---------- DATA SHOWN ----------

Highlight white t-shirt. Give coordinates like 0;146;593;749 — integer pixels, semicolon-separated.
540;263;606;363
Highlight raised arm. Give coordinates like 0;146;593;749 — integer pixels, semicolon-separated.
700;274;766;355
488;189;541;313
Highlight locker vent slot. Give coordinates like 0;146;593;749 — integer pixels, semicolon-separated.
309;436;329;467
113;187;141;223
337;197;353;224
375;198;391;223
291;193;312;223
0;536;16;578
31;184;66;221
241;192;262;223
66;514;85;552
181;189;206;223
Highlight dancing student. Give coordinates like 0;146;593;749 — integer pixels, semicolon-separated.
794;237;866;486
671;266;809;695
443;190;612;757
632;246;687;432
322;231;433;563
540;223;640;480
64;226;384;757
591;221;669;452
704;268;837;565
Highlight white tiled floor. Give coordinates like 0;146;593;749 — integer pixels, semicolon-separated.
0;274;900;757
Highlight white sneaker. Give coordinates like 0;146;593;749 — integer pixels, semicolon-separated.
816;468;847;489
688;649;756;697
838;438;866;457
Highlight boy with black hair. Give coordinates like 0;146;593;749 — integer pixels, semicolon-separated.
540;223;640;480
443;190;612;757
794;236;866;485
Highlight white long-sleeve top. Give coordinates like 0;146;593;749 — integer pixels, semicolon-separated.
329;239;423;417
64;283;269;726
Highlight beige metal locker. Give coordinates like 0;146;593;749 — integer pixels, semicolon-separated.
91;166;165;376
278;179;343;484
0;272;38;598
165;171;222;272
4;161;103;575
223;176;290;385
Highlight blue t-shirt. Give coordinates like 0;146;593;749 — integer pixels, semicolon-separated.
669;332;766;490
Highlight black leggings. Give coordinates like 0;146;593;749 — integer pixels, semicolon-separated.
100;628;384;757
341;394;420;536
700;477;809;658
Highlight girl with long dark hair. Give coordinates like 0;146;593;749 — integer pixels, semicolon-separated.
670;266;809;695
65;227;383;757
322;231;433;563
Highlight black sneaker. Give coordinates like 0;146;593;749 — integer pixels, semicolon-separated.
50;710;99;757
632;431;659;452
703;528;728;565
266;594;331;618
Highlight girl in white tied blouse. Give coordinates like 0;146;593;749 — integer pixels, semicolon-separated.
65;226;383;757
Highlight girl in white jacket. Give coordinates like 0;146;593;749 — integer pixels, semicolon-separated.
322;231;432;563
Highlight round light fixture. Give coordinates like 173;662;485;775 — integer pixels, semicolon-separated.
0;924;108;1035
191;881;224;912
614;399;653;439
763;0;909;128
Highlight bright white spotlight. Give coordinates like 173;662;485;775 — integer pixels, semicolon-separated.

----------

Please copy out every one of the rows above, character for character, with nothing added or changed.

Highlight white t-shirt. Give coordinates like 0;146;593;749 — integer pixels, semicolon-separated.
540;263;606;363
Highlight raised arm. Give coordinates like 0;146;593;749 — integer pixels, semicolon-separated.
700;274;766;355
488;189;541;313
Highlight locker vent slot. Give coordinates like 0;146;593;749 — integer pixels, semicolon-separated.
309;436;329;467
113;187;141;223
337;197;353;224
375;198;391;223
291;193;312;223
0;536;16;578
31;184;66;221
241;192;262;223
66;514;85;552
181;189;206;223
Highlight dancing student. Give coordinates like 0;146;593;749 — integer pixels, semicolon-separated.
794;237;866;486
671;266;809;695
443;190;612;757
632;246;687;432
322;231;433;563
540;223;640;480
64;226;384;757
591;221;669;452
704;268;837;565
Highlight white tiled floor. Give coordinates like 0;146;593;749 — integer pixels, semicolon-separated.
0;274;900;757
Highlight white sneaker. Give coordinates like 0;146;593;749 — integer pixels, semicolon-separated.
816;468;847;489
688;649;756;697
838;438;866;457
Highlight boy with black hair. Give coordinates like 0;146;593;749 — integer pixels, semicolon-separated.
540;223;640;480
443;190;612;757
794;236;866;485
Highlight white long-sleeve top. Give coordinates like 0;146;593;749 — integer pixels, semicolon-separated.
329;239;423;417
64;283;269;726
Highlight beige metal locker. Give coordinates like 0;146;593;749 — integer pixels, semicolon-separated.
91;166;165;376
278;179;343;484
0;272;38;598
165;171;222;272
4;161;103;575
223;176;290;385
Highlight blue t-shirt. Give coordinates like 0;146;593;749 — integer pixels, semicolon-separated.
669;332;766;490
Highlight black leggings. Give coordinates like 0;146;593;749 — integer pixels, semicolon-separated.
100;628;384;757
341;394;420;536
700;477;809;658
Highlight girl with long dark hair. Give coordinates like 0;146;593;749 — integer pixels, semicolon-separated.
670;266;809;695
65;227;383;757
322;231;433;563
Highlight black sneaker. Give coordinates like 0;146;593;749 — integer pixels, semicolon-separated.
50;710;99;757
632;431;659;452
703;528;728;565
266;594;331;618
Highlight girl in white tied blouse. Give coordinates like 0;146;593;749 — integer pixels, semicolon-separated.
65;226;383;757
Highlight girl in white jacket. Give coordinates like 0;146;593;749 — integer pixels, semicolon-separated.
322;231;432;563
Highlight round light fixture. Give coordinates like 173;662;485;775 — integer pixels, semicolon-separated.
0;924;108;1035
191;881;224;912
614;399;653;439
763;0;909;128
Highlight bright white spotlight. Give coordinates like 173;662;485;775 — integer pixels, semicolon-separated.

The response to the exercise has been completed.